[INPUT MATERIAL]
----

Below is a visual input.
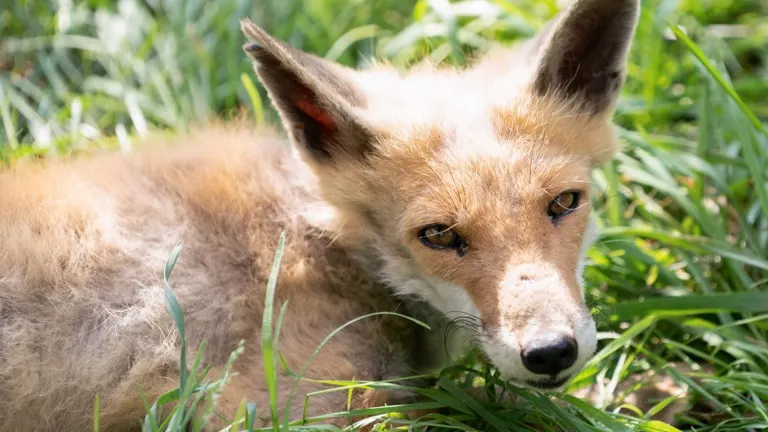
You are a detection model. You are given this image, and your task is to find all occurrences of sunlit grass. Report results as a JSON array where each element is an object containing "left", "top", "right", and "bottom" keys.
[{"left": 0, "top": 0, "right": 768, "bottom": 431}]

----

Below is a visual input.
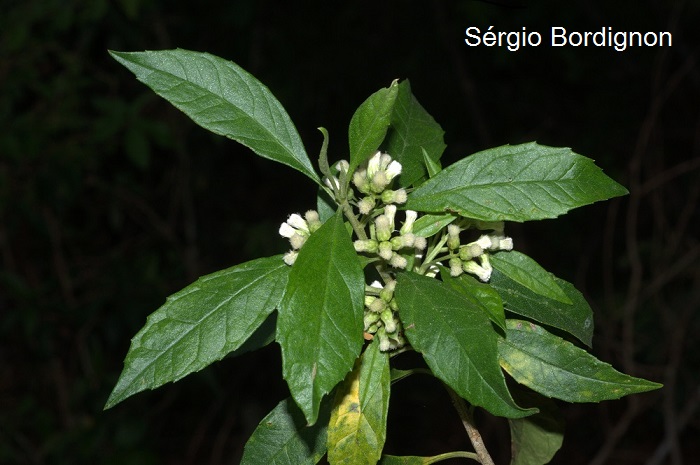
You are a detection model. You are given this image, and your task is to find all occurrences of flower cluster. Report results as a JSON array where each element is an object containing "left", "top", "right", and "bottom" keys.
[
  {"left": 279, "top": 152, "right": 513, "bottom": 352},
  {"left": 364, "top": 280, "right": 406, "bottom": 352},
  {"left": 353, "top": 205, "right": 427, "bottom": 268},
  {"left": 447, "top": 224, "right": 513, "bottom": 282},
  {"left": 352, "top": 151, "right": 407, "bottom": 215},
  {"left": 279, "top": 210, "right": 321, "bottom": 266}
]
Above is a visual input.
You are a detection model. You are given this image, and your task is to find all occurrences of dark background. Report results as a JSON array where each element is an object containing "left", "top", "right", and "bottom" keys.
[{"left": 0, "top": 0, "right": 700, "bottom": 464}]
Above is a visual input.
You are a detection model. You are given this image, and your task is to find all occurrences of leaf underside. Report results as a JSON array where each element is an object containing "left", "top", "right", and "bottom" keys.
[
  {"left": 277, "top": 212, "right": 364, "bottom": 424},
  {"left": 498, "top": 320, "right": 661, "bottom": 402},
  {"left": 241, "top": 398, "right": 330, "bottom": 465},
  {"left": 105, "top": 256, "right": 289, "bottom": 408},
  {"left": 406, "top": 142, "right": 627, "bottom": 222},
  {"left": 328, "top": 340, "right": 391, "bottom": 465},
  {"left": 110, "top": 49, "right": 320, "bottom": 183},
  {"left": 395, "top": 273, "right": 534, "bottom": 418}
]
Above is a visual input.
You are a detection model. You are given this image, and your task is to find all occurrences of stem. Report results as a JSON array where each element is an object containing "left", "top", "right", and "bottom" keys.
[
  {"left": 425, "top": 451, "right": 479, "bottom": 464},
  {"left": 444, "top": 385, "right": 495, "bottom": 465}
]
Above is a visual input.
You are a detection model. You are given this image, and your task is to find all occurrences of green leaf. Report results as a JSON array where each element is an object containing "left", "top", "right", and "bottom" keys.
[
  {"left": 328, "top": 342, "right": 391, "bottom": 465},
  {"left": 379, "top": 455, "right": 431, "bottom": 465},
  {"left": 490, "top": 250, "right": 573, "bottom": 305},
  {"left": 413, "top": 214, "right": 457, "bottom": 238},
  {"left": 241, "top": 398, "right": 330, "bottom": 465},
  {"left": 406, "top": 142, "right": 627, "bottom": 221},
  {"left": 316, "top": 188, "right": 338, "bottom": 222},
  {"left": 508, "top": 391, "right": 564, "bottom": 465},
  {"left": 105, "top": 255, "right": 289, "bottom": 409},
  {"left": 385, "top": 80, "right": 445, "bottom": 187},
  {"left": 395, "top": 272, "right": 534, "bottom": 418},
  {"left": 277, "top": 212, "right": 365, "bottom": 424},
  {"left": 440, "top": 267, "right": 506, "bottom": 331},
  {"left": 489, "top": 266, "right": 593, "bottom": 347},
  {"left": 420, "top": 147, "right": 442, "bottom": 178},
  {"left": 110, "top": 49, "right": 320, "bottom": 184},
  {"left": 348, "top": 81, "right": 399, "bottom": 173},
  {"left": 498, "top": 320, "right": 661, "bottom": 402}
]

----

[THE REQUEST] Which lines in the rows above contain the string "leaf" with its case matched? Return each of those lines in full.

[RESULT OF THIS TASK]
You are a detection model. You are given this image, and your task is to find all occurrences of leaf underside. Report results as a JSON array where each element is an object containing "left", "top", "right", and "bottom" keys.
You are a detection model. You are given this image, and your task is to find all occurrences of green leaf. Report results as a JSON array where each element is an object containing "left", "top", "right", and "bottom" keys.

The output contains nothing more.